**Aim of the exercise:** Copy out the full passage on mindfulness and intuitive eating word for word.

[Opening Excerpt to read section]

What is Mindfulness?
The term mindfulness refers to practices that enhance a greater awareness of our mind by focusing on our thoughts, sensations, environment, and thus our overall well-being. This practice has become popularized through recent trends and growing interests for meditation. Research has shown effectiveness for the consistent practice of mindfulness in stress reduction and symptoms of anxiety and other mood disorders to positively impact mental health.1
Mindfulness and Intuitive Eating
The practice and concept of mindfulness tie well into all aspects of our well-being: mental, emotional, and physical. It is no surprise, then, that mindfulness greatly impacts the health of our bodies.
Intuitive eating is essentially the practice of mindfulness in our eating behaviors. While it sounds simple in theory, it is a challenge to incorporate into a daily habit for most of us. As a graduate student with a busy schedule, I oftentimes find myself eating foods out of an emotional response (usually stress) or in a hurry. If I am interacting with people during my meal times or engaging in another activity such as watching a video, my attention is diverted from the experience of consuming the food in front of me. Quite frankly, I have developed a habit of using food as a coping mechanism for comfort in times of high stress or sadness. The psychology of people’s relationships with foods become very complex, and just like me, each person has their own history and on-going journey with foods.

[Closing Excerpt to read section]
[Opening Source data section]

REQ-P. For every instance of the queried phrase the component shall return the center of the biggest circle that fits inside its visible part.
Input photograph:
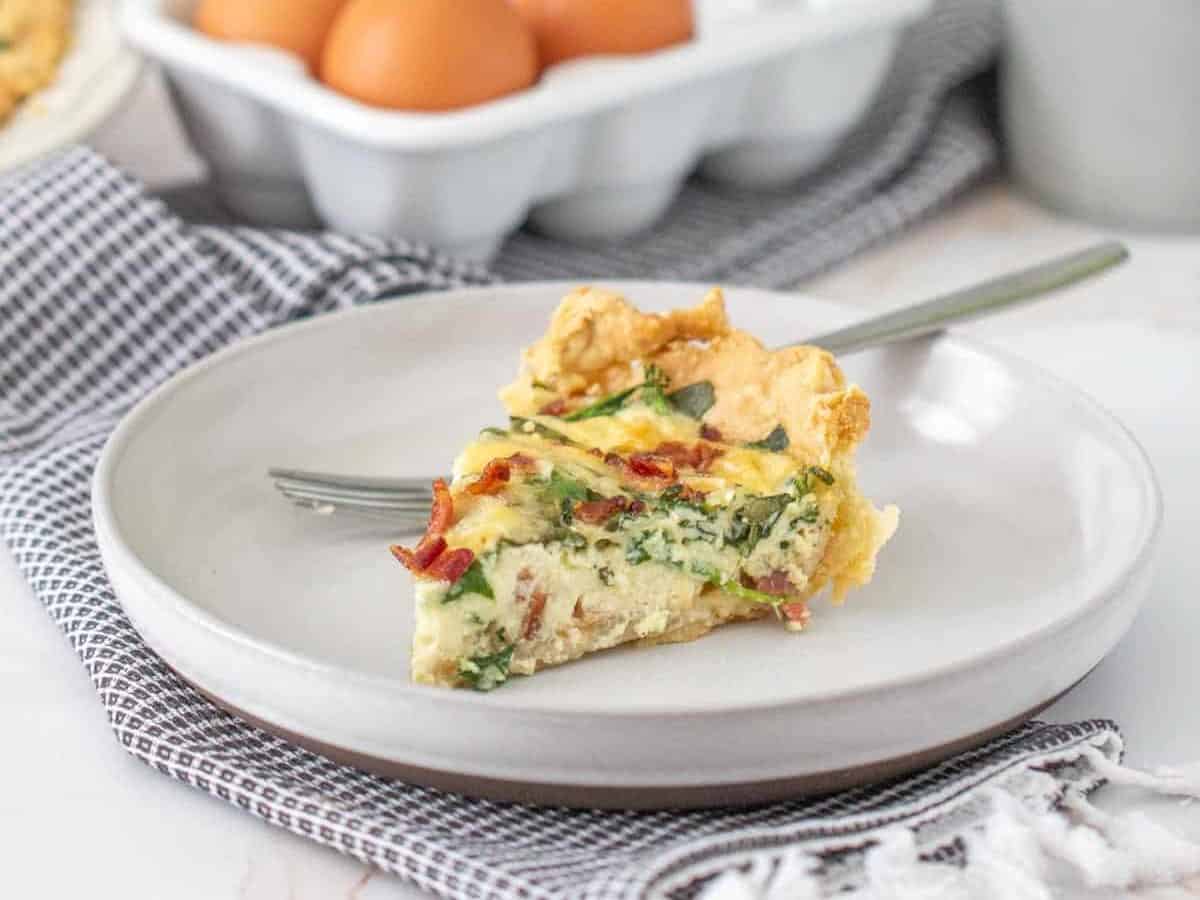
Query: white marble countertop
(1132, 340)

[Closing Source data section]

**Reply:**
What is Mindfulness?
The term mindfulness refers to practices that enhance a greater awareness of our mind by focusing on our thoughts, sensations, environment, and thus our overall well-being. This practice has become popularized through recent trends and growing interests for meditation. Research has shown effectiveness for the consistent practice of mindfulness in stress reduction and symptoms of anxiety and other mood disorders to positively impact mental health.1
Mindfulness and Intuitive Eating
The practice and concept of mindfulness tie well into all aspects of our well-being: mental, emotional, and physical. It is no surprise, then, that mindfulness greatly impacts the health of our bodies.
Intuitive eating is essentially the practice of mindfulness in our eating behaviors. While it sounds simple in theory, it is a challenge to incorporate into a daily habit for most of us. As a graduate student with a busy schedule, I oftentimes find myself eating foods out of an emotional response (usually stress) or in a hurry. If I am interacting with people during my meal times or engaging in another activity such as watching a video, my attention is diverted from the experience of consuming the food in front of me. Quite frankly, I have developed a habit of using food as a coping mechanism for comfort in times of high stress or sadness. The psychology of people’s relationships with foods become very complex, and just like me, each person has their own history and on-going journey with foods.